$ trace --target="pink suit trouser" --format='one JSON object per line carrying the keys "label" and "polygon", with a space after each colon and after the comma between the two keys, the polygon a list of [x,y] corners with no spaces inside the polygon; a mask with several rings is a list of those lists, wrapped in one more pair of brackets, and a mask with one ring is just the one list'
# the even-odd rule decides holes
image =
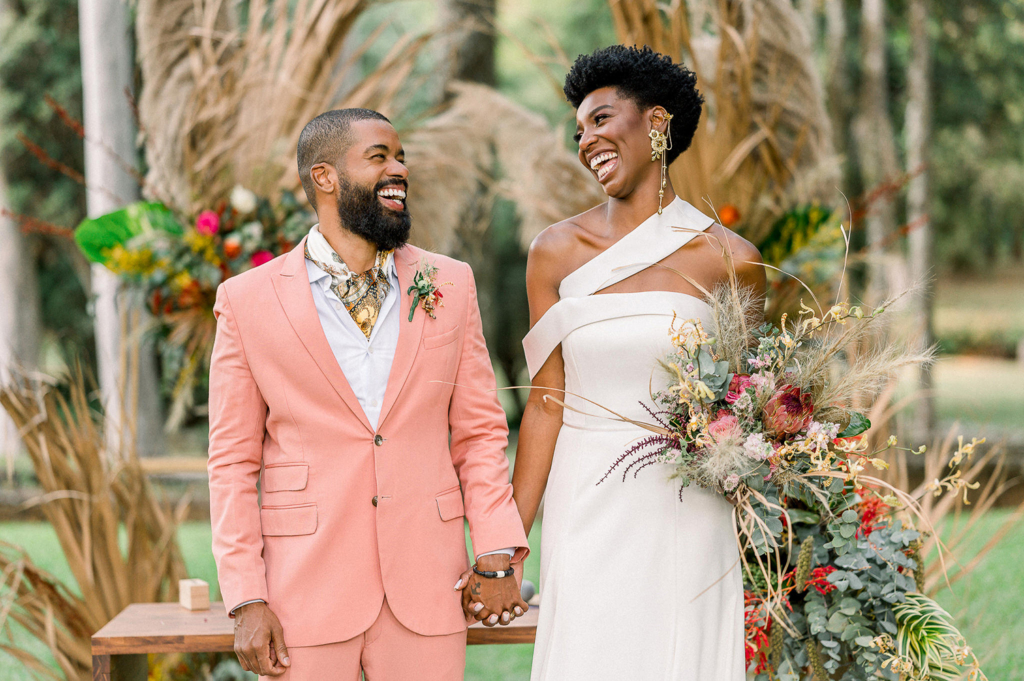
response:
{"label": "pink suit trouser", "polygon": [[[288,632],[285,632],[285,643]],[[395,618],[385,598],[377,620],[362,634],[340,643],[288,648],[291,667],[261,681],[462,681],[466,632],[423,636]]]}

- [Your task] All of the entries above should be retyped exactly, with the pictures left out.

- [Answer box]
$ trace --target="pink suit trouser" --format='one JSON object per line carrying the keys "label" and "polygon", with a space after each colon and after the comma between the two keys, the polygon a list of [x,y] corners with no spaces inside the polygon; a mask with several rings is a list of those lists, wrapped in one more pair of brackets, and a mask with one ring is just the one list'
# the even-odd rule decides holes
image =
response:
{"label": "pink suit trouser", "polygon": [[[288,632],[285,632],[285,643]],[[395,618],[385,598],[377,620],[362,634],[340,643],[288,648],[291,667],[261,681],[462,681],[466,632],[423,636]]]}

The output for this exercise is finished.